▸ **PROVIDED TEXT**:
━━━━━━━━━━━━━━━━━━━━━━━━━━━━━━

And this simple example we now have 2 filters. An original image goes through a sepia tone filter, and then the output of that goes into a hue rotation filter. And that gives us a look at the output which looks kind of like a blue tone rather than a sepia tone image. And obviously these are just 2 filters, but if you can combine more you can see how you can get much more complex effects.

One key aspect of Core Image is that it will concatenate filters whenever possible. The idea behind this is even though we're applying 2 filters we don't necessarily want to have an intermediate image in between them. And so by concatenating filters we're reducing the number of images, and that improves performance.

And of course, as I alluded to earlier, complex graphs of filters are supported. It doesn't have to be a linear chain. You can have tree-type graphs with multiple input images producing in the end a final output image. And this again allows for much more complicated filter effects, including spacial effects and distortion effects, and so forth. And no matter how complex your graph is, Core Image will work to optimize that graph to give the best possible performance.

So as I mentioned, Core Image includes 125 base filters. So let me just give you a quick demonstration of what some of those filters look like. We have an original image here. We include four different types of geometry filters for doing A fine scales, or rotations of an image. We have a bunch of distortion effects, such as this glass effect that we can apply to an image.

We have a whole bunch of different blur operations. We'll be talking about that a little bit more later on in the show. We have typically Gaussian blurs, but we also have something called a disblur, which is used for more photographic effect. We have several different types of sharpening an image, several different color adjustments, and color effects to produce different distortions on an image. More fun, stylized filters.

These are some of the filters that you see in Photo Booth. Halftone effects, such as a cmyk halftone effect. Different tilings of images, which will be useful. We also have 7 generators. A generator is a special class of filter that produces an image but doesn't take an input image.

So for example, this one produces a star burst pattern. We also have nine different filters which are of a class of filters we call transition filters. And transition filters are very useful for video. They take 2 images and a transition time, which will allow you to do wipes between a source and a destination. We have lots of composite operations, all the standard porter-duff composite modes and others. And then we have several reduction type filters. These are filters that allow you to get information about an image and reduce it down. The most typical example of that is a histogram.

So we have histogram filters as well. So that's our filter set, or a brief tour of it at least. Let me talk to you a bit more about how Core Image optimizes filter graphs, because this is one of the key features that I think Core Image provides to your application.

━━━━━━━━━━━━━━━━━━━━━━━━━━━━━━

▸ **EXERCISE DATA**:
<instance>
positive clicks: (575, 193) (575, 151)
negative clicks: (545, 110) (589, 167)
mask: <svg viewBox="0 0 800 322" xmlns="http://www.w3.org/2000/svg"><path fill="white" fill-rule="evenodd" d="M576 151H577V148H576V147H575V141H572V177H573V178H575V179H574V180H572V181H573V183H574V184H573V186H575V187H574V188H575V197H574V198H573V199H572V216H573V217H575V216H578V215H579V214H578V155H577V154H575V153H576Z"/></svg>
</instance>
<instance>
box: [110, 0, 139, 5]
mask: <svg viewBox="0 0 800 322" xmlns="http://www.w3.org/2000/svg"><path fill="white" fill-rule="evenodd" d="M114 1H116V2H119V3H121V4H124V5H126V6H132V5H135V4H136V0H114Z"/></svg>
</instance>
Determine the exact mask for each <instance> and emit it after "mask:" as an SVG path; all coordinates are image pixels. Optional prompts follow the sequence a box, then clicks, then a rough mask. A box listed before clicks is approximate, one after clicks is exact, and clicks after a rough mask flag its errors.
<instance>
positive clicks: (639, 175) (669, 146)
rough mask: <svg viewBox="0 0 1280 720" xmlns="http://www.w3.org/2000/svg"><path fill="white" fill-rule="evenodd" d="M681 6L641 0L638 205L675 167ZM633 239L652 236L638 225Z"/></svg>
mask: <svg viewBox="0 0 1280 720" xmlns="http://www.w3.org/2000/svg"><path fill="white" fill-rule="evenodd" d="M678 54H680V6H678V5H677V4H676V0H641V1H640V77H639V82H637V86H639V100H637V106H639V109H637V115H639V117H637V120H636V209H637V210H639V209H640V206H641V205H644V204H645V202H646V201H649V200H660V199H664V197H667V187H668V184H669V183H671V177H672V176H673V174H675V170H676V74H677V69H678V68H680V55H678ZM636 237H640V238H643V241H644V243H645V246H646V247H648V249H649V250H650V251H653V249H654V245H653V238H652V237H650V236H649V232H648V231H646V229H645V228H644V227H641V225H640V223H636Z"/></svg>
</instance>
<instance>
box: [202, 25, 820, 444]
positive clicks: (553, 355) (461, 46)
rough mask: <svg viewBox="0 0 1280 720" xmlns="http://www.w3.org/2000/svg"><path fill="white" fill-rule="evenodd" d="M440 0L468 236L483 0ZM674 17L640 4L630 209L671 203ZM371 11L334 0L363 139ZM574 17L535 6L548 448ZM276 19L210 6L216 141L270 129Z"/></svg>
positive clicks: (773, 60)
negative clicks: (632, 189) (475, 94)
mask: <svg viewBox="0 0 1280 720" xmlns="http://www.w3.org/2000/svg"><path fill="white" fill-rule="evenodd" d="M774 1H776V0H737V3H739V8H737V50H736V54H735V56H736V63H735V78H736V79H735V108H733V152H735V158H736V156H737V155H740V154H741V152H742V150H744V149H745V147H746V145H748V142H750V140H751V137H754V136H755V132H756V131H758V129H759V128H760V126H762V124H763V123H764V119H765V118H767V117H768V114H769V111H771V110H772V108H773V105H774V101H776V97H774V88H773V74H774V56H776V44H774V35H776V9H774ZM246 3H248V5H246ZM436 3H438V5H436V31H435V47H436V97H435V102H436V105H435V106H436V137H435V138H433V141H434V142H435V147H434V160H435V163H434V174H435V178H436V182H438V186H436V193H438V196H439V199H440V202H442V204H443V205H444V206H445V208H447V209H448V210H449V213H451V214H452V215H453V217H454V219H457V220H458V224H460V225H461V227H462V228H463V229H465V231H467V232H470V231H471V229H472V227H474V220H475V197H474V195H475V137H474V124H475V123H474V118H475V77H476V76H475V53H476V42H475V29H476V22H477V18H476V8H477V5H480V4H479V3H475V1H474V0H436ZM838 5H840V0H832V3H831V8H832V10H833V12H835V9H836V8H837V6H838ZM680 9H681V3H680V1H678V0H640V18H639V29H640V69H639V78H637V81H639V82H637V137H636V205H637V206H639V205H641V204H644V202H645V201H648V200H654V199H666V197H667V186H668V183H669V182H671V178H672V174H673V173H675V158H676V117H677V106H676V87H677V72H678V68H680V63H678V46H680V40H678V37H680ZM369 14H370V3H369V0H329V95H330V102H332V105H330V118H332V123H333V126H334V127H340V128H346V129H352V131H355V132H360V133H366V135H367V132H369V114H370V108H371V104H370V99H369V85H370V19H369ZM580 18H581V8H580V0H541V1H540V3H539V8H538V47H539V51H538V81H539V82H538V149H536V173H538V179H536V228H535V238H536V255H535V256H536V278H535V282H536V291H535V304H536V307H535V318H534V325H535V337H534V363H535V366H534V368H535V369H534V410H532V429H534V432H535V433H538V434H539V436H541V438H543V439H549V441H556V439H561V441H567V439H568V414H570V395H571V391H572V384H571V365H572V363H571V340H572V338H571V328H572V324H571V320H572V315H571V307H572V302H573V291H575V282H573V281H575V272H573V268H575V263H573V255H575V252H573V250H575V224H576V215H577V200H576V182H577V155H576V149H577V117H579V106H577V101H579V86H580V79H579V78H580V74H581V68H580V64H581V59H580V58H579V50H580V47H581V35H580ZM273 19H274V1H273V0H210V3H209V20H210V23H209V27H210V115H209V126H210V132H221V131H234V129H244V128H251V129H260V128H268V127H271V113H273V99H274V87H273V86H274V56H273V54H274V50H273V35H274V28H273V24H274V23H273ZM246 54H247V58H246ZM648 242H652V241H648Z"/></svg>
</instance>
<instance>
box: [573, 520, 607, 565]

━━━━━━━━━━━━━━━━━━━━━━━━━━━━━━

▸ **TASKS AND EXERCISES**:
**A.** According to the Core Image passage, how many base filters does Core Image include?
**B.** Write out the part of the Core Image passage that opens with the words containing "And of course, as" and closes with "to an image.".
**C.** Render this sentence from the Core Image passage in Spanish: "One key aspect of Core Image is that it will concatenate filters whenever possible."

▸ **ANSWERS TO THE TASKS**:
**A.** 125 base filters.

**B.**
And of course, as I alluded to earlier, complex graphs of filters are supported. It doesn't have to be a linear chain. You can have tree-type graphs with multiple input images producing in the end a final output image. And this again allows for much more complicated filter effects, including spacial effects and distortion effects, and so forth. And no matter how complex your graph is, Core Image will work to optimize that graph to give the best possible performance.

So as I mentioned, Core Image includes 125 base filters. So let me just give you a quick demonstration of what some of those filters look like. We have an original image here. We include four different types of geometry filters for doing A fine scales, or rotations of an image. We have a bunch of distortion effects, such as this glass effect that we can apply to an image.

**C.** Un aspecto clave de Core Image es que concatenará los filtros siempre que sea posible.